▶ _Directions_
Write out, word for word, the stretch of the bronze weights text from "The bronze and" through "in the shade.".

▶ _Page excerpt_
BEGIN
Our design process began with a reading of “Dundee’s Two Intrepid Ladies” written by Susan Keracher – which sprung forward a number of rich material palettes that the journalists collected throughout their travels. A particular section – outlining a dinner party in the Tokyo suburbs – stood out above all else for its material beauty. The night culminated with a “tea ceremonial” that unwrapped a palette of lacquerware, bronze, charcoal, rough clay and irise.

The bronze and carbon body of the weights bring to mind smouldering charcoals, held within the hibachi fire bowl, awaiting their participation in the ceremony. One can feel the “rough and common clay” of the teabowls when handling the sandcast surface of the weights. The private recesses of the teahouse are manifest in the standing pillar form – stripped of ornamentation and “of the most simple”. Their receding carbon skin finding union in the shade.

The Ceremonial Weights in bronze were sand cast by Alistair Byars at Edinburgh Sculpture Workshop, using our existing Stonemason’s Weights as the master pattern. The process begins with a rammed sand mould, which is then dusted with a sacrificial carbon coating in order to ensure a clean release can be made by the subsequent molten bronze. Recycled Bronze is prepared and melted on-site to nearly 1000°C before being poured into the upstanding moulds. These now smouldering and smoking bodies are left overnight to cool before being broken open to retrieve their contents the next day. The cast pillars are lightly wire brushed, to remove the excess sand particles that have partially bonded to their surface.
END
▶ _Supplied information_
BEGIN
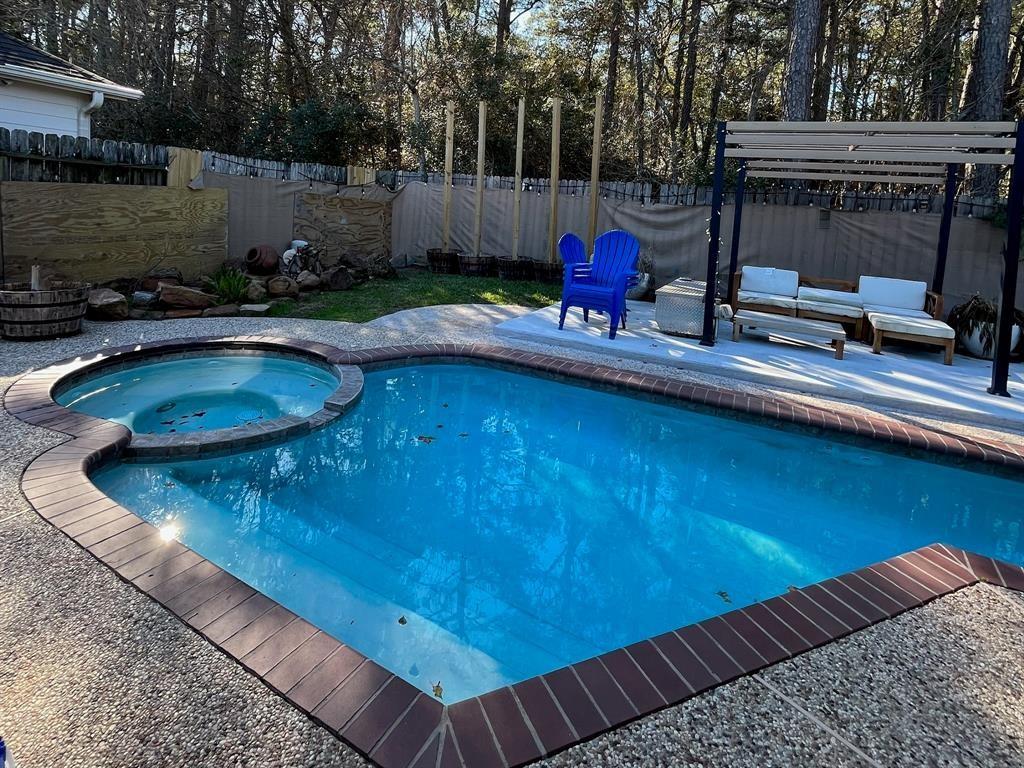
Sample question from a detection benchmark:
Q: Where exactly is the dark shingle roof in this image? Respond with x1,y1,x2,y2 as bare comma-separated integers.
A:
0,32,114,85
END
▶ _Exercise answer_
The bronze and carbon body of the weights bring to mind smouldering charcoals, held within the hibachi fire bowl, awaiting their participation in the ceremony. One can feel the “rough and common clay” of the teabowls when handling the sandcast surface of the weights. The private recesses of the teahouse are manifest in the standing pillar form – stripped of ornamentation and “of the most simple”. Their receding carbon skin finding union in the shade.